To do →
Return every line from the one with "</instance>" through the one with "positive clicks: (279, 70)", inclusive, exactly as it appears below.

--- Given records ---

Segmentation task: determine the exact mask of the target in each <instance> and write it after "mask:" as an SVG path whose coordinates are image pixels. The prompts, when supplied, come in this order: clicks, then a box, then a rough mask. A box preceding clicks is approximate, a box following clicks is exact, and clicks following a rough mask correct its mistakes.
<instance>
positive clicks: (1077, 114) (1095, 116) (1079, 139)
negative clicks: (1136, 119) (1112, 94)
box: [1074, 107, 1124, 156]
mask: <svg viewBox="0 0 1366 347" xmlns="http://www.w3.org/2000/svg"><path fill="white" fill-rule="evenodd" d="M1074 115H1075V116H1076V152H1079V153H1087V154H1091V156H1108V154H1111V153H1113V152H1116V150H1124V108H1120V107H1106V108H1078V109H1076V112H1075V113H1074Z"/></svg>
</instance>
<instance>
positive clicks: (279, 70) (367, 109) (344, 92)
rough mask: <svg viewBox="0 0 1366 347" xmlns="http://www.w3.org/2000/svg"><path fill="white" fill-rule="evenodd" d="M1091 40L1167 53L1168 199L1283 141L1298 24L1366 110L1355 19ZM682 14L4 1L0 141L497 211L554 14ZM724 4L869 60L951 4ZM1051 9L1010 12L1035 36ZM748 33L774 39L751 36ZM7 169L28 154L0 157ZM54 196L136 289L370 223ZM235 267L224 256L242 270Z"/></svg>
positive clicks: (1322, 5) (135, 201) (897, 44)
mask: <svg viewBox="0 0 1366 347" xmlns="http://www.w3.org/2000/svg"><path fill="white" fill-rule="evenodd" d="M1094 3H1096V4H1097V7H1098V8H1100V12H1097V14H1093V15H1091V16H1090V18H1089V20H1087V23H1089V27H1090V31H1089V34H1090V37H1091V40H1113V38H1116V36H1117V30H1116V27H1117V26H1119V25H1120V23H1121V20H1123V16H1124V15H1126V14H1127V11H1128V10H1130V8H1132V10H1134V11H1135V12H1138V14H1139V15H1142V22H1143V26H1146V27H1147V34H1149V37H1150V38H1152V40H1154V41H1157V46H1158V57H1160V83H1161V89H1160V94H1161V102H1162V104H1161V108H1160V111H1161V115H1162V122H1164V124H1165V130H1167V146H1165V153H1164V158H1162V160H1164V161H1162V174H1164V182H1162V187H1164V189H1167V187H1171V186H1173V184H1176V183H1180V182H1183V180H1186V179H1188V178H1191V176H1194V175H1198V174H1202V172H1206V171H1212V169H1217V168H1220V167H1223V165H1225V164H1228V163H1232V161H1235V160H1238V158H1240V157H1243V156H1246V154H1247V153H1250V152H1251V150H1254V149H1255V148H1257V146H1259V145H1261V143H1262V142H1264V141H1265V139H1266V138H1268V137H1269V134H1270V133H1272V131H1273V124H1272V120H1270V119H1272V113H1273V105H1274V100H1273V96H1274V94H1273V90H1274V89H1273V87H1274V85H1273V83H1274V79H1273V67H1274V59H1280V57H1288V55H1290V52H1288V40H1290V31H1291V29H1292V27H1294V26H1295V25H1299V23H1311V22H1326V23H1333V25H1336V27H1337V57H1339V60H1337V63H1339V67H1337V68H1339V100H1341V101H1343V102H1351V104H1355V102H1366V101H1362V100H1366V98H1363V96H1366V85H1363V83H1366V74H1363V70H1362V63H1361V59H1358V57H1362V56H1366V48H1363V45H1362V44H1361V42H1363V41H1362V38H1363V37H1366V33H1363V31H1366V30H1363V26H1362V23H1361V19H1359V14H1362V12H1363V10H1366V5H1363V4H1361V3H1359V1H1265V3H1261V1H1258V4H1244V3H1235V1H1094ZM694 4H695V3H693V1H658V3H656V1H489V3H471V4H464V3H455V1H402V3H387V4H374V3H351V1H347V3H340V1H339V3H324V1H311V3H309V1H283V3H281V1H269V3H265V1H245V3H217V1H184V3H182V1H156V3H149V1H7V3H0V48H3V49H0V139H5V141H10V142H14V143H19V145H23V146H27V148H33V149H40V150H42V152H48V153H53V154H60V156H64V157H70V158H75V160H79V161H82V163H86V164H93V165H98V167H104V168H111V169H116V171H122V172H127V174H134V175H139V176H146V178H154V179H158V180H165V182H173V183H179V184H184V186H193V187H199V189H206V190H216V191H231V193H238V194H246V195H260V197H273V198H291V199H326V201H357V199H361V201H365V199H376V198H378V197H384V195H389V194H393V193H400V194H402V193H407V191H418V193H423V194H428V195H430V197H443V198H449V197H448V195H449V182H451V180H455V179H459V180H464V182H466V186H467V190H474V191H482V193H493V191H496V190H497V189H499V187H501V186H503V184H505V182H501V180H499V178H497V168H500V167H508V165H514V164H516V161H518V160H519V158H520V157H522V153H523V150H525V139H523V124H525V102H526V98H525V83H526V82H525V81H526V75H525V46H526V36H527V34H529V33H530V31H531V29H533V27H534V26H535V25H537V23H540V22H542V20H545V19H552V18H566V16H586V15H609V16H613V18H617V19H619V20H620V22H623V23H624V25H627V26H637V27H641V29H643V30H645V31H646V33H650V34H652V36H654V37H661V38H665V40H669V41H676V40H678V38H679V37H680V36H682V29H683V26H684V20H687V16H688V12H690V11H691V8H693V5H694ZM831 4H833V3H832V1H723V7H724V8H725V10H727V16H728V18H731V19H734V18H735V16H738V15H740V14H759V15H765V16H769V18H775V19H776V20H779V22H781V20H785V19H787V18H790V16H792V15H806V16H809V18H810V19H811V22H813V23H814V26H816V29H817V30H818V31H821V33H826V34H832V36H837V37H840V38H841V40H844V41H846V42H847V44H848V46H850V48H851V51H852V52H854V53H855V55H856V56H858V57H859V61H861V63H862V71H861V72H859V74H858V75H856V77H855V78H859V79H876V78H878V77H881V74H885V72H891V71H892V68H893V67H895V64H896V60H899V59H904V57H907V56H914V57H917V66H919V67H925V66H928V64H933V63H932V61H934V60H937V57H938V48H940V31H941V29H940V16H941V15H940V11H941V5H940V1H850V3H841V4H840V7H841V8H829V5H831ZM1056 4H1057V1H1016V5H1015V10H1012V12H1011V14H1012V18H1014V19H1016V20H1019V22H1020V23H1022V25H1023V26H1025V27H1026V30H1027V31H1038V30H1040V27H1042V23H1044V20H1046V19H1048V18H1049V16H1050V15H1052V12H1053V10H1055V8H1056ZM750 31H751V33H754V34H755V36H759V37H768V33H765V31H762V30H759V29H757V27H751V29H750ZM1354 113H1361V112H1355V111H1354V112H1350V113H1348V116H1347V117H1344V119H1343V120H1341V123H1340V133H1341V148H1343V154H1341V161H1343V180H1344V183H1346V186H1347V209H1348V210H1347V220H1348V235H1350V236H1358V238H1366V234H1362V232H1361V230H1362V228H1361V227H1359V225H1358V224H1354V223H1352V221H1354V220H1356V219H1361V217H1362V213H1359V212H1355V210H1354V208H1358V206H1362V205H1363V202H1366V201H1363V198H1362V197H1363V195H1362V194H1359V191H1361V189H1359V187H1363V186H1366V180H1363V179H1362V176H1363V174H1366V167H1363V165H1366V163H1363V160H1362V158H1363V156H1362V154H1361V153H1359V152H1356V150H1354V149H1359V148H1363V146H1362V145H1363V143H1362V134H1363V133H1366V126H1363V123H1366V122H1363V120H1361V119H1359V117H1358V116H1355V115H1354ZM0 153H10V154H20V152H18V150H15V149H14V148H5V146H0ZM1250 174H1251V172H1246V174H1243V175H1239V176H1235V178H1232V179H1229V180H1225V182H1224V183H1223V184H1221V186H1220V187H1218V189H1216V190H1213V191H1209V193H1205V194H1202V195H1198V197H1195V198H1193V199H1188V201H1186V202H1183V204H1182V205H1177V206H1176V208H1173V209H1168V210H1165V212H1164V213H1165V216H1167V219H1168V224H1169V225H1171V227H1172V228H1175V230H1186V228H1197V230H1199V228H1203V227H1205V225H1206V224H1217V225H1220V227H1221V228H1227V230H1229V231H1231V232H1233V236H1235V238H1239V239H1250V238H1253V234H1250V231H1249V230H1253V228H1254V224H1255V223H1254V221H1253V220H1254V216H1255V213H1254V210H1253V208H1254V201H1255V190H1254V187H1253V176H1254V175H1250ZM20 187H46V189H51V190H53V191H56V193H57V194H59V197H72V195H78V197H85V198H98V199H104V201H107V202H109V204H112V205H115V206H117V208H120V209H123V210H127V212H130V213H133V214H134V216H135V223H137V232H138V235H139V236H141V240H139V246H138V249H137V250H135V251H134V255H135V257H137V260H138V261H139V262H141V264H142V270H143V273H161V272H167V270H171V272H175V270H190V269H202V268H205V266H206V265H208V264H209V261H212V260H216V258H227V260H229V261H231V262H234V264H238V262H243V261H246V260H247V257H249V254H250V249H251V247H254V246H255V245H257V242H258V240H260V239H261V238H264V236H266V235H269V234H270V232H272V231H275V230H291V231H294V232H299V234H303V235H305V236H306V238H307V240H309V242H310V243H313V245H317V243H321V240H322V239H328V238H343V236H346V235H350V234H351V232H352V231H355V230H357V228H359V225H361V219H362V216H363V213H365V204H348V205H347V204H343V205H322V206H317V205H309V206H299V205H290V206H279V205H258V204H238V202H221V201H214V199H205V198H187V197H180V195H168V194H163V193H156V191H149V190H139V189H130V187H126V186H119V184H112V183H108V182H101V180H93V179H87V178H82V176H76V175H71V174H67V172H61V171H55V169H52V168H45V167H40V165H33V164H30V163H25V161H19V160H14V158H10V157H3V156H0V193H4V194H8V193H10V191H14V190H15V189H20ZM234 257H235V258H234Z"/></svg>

---

Task answer →
</instance>
<instance>
positive clicks: (279, 70) (367, 109) (344, 92)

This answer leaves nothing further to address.